Listed records:
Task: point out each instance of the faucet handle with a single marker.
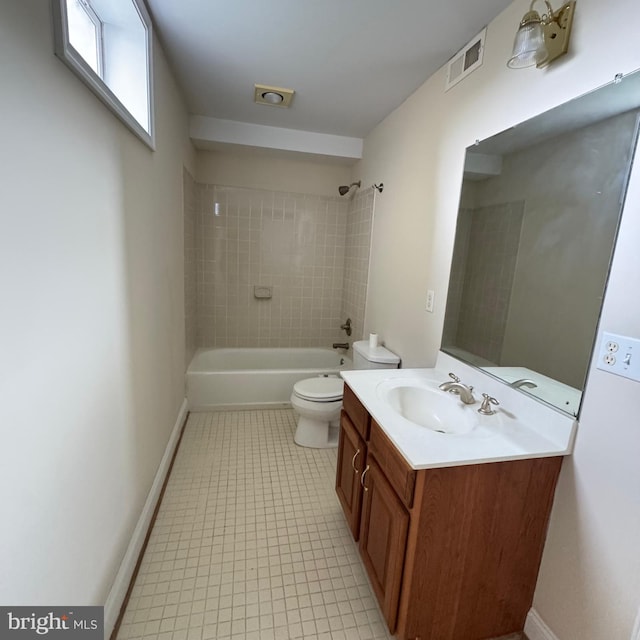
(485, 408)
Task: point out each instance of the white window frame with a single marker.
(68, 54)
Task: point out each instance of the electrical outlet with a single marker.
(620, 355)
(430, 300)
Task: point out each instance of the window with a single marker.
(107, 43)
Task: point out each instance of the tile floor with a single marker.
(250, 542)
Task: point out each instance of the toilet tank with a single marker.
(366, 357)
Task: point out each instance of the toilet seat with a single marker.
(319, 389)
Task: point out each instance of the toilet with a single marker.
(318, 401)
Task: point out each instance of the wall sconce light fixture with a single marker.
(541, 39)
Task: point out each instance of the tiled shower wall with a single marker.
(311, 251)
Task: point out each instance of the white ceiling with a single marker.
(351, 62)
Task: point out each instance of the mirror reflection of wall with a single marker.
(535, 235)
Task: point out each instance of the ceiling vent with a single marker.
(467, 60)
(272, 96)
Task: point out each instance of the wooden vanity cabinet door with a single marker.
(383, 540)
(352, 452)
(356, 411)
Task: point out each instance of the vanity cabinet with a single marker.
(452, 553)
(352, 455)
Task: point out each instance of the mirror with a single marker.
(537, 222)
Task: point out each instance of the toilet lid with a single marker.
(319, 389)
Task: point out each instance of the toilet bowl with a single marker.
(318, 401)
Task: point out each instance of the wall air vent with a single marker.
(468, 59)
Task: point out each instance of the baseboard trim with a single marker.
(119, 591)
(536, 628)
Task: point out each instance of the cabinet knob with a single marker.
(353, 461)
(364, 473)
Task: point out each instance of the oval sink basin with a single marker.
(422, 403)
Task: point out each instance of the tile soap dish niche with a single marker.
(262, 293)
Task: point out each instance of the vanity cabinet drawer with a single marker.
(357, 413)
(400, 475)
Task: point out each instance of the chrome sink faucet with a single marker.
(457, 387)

--

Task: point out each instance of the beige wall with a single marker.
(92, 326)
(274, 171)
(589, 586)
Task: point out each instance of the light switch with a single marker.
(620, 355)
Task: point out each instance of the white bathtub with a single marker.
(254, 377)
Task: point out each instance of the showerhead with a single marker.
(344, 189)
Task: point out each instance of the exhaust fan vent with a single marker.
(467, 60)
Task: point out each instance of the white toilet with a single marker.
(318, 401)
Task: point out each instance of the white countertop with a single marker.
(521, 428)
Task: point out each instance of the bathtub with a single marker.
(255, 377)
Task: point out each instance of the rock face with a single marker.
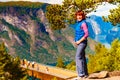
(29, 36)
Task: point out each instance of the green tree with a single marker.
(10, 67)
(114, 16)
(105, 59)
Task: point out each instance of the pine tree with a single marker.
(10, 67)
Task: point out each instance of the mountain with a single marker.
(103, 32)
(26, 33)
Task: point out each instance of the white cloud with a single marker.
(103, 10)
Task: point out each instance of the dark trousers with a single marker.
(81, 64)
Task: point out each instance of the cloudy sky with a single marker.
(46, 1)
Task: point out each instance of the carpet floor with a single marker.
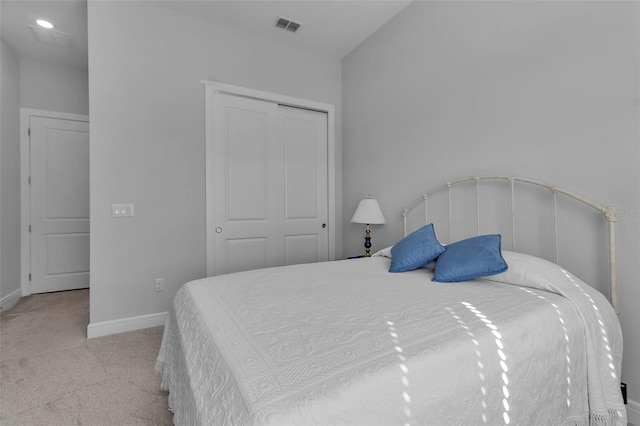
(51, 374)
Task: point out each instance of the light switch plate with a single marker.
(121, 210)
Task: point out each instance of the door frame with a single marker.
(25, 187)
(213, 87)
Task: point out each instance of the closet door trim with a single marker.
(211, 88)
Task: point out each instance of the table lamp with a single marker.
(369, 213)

Requirement: Please count the lines in the records above that contain the string "switch" and reply with that number only.

Correct output: 2